TEXT PASSAGE:
Humanitarian Action: The Joint Church Aid and Health Care Intervention in the Nigeria-Biafra War, 1967-1970

By Omaka, Arua Oko | Canadian Journal of History, Winter 2014 | Go to article overview

Humanitarian Action: The Joint Church Aid and Health Care Intervention in the Nigeria-Biafra War, 1967-1970


Omaka, Arua Oko, Canadian Journal of History


1. Introduction

On May 30, 1967, the Military Governor of Eastern Nigeria, Lt. Colonel Chukwuemeka Odumegwu Ojukwu, made a broadcast, declaring the Eastern Region with its continental shelf and territorial waters to be an independent state called the Republic of Biafra. (2) The secession of Eastern Nigeria had its roots mainly in ethnic and regional animosities between the people of Northern Nigeria and those of Eastern Nigeria. (3) The declaration of the independence of Biafra came after two military coups in January and July 1966 and the subsequent killing of thousands of Eastern Nigerians resident in Northern Nigeria and some parts of Western Nigeria. While the January 15, 1966 coup led mainly by people of Eastern Nigerian origin was believed to be a revolution against a corrupt civilian regime, the July 1966 coup was a reprisal attack against people of Eastern Nigeria by Northern Nigerian soldiers. Six weeks after the declaration of Biafra's independence, the war broke out.

The Federal Government of Nigeria interpreted the declaration of Biafra's independence as a rebellion (4) and tried to prevent the secession by imposing a blockade on Biafra. And, to quell the "rebellion," Lt. Col. Yakubu Gowon, Nigeria's Military Head of State, declared what he described as a "police action" against Biafra. The "police action" was meant to be short disciplinary action against the "rebellious" Biafra, but it turned out to be the beginning of a thirty-month war that resulted in a colossal humanitarian disaster. The rigorous enforcement of the blockade by Nigerian military forces created an acute food shortage, and the lack of protein-rich foods in particular (mainly meat from Northern Nigeria and fish from the Nordic countries) took a heavy toll on the population's health, with children and nursing mothers suffering the most. In response to the crisis, various humanitarian groups from Europe and North America began to intervene, and it was in this context that Protestant and Catholic churches from thirty-three countries created Joint Church Aid (JCA), an emergency relief organization that aimed to provide health care aid to famine-stricken civilians in Biafra. (5) By the time the humanitarian relief operations got under way in September 1968, nearly a million people had reportedly died as a result of starvation, malnutrition, and diseases. (6)

ASSIGNMENT: Which words or phrases does the article on Joint Church Aid in the Nigeria-Biafra War put in quotation marks? List each one once.

AVAILABLE DATA:
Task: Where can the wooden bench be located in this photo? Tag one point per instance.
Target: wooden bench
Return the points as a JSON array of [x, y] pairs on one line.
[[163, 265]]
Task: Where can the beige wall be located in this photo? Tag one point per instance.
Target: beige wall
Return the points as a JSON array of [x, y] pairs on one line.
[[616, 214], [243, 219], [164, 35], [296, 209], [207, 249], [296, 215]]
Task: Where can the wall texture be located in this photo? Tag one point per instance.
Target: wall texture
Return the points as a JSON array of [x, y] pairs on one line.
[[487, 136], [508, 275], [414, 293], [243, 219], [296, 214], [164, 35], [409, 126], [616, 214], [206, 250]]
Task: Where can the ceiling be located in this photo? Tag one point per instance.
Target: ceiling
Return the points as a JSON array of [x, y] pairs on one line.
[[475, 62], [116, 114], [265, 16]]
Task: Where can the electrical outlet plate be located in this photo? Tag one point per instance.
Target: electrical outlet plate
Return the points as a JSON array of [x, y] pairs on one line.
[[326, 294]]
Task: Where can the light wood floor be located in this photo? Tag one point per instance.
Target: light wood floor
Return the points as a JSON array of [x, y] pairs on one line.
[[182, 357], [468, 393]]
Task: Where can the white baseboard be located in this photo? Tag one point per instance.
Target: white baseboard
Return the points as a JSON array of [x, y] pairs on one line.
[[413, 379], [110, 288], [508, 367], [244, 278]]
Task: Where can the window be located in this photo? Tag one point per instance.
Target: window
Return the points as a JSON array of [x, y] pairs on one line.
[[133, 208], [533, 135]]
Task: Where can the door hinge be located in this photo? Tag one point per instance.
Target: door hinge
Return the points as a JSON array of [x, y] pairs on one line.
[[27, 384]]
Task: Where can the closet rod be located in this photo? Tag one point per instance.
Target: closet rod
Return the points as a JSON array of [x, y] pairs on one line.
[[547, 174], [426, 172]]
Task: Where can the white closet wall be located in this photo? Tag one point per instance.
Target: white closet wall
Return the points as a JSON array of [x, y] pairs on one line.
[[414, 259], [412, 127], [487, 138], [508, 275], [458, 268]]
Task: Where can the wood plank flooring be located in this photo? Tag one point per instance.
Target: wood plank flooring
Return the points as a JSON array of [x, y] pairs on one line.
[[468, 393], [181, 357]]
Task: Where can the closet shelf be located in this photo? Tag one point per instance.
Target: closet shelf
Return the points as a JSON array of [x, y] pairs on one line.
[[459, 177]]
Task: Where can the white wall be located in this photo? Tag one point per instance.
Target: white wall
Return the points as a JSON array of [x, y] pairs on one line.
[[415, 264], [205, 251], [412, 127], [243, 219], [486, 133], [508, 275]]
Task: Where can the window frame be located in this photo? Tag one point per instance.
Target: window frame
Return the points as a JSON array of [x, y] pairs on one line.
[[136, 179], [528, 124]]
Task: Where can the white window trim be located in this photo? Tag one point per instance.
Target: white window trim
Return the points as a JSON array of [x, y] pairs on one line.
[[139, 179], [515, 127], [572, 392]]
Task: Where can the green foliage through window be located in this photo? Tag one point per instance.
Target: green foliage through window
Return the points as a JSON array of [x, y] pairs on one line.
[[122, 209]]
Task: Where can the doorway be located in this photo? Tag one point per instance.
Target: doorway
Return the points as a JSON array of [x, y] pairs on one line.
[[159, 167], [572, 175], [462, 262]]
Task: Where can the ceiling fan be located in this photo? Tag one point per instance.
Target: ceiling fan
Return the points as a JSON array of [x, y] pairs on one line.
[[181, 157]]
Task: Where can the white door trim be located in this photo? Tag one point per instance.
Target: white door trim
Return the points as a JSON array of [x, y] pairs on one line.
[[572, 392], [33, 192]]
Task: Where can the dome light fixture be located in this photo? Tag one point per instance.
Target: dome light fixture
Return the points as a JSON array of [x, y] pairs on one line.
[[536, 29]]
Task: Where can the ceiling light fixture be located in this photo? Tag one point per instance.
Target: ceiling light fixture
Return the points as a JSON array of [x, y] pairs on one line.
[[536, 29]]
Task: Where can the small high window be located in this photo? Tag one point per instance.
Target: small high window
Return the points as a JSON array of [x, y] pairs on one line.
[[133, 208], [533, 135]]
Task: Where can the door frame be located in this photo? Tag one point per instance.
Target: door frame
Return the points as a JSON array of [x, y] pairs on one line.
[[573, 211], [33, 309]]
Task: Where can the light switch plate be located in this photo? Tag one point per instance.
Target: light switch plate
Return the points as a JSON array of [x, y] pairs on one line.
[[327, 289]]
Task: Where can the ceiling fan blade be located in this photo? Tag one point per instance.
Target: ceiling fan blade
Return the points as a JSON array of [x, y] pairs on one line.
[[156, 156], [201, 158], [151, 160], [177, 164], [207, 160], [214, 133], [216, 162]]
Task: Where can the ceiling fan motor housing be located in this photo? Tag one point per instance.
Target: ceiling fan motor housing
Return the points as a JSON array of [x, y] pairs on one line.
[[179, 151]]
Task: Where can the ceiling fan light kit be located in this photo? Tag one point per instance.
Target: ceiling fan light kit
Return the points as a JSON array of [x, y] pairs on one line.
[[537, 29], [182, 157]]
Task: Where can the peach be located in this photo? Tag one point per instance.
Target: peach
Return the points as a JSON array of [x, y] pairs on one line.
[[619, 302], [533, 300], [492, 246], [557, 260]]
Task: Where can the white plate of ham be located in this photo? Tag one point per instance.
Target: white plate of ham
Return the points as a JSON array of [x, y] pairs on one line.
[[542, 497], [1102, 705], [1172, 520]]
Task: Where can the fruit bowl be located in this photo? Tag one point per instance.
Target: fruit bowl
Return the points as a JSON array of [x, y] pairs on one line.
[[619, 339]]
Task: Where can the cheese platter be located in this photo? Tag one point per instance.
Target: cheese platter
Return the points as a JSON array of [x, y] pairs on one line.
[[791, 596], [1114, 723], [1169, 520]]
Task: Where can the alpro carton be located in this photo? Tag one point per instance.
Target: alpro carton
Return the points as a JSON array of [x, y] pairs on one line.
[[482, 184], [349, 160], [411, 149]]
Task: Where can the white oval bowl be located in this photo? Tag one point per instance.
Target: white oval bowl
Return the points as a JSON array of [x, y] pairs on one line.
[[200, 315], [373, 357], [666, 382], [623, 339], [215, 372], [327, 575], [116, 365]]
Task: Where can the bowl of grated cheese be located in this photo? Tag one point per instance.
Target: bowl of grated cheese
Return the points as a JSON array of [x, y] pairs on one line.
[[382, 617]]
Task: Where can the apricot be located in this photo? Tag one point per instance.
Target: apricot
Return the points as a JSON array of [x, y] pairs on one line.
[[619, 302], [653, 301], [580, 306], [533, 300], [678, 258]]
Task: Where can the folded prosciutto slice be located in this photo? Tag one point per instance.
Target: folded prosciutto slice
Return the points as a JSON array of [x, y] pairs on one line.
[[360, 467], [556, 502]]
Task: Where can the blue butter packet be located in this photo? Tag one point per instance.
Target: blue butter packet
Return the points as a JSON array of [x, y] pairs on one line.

RESPONSE:
- rebellion
- police action
- rebellious